Partes del ejercicio:
1 > Toma el texto para leer y cambia "Mendoza" por "San Juan" al copiar el tramo que va desde "En Buenos Aires" hasta "exilió en Europa.", ambos incluidos.
2 > Escribe todos los periódicos que se nombran en el texto para leer.

━━━━━ Texto para leer ━━━━━

Nació en Tucumán en 1789. Estudió en Córdoba y Chuquisaca; intervino en el movimiento revolucionario de esta última ciudad del 25 de mayo de 1809 y al fracasar el intento fue encarcelado. Libre en 1810 se une al Ejército Auxiliador de Juan José Castelli y se convierte en su secretario, juntos redactan la proclama de Tiwanaku.

En Buenos Aires tuvo bajo su dirección los periódicos La Gaceta, Mártir o Libre y El Independiente. En 1911 forma la Sociedad Patriótica que defiende las ideas morenistas. En 1813 integró la Asamblea Constituyente como representante de la provincia de Mendoza y cuando en 1815 fue depuesto el director Alvear se exilió en Europa.

━━━━━ Extracto de datos ━━━━━

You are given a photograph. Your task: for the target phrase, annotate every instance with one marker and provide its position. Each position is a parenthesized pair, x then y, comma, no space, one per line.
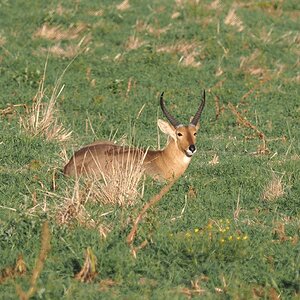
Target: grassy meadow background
(229,228)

━━━━━

Respuestas resueltas:
1 >
En Buenos Aires tuvo bajo su dirección los periódicos La Gaceta, Mártir o Libre y El Independiente. En 1911 forma la Sociedad Patriótica que defiende las ideas morenistas. En 1813 integró la Asamblea Constituyente como representante de la provincia de San Juan y cuando en 1815 fue depuesto el director Alvear se exilió en Europa.

2 > La Gaceta, Mártir o Libre y El Independiente.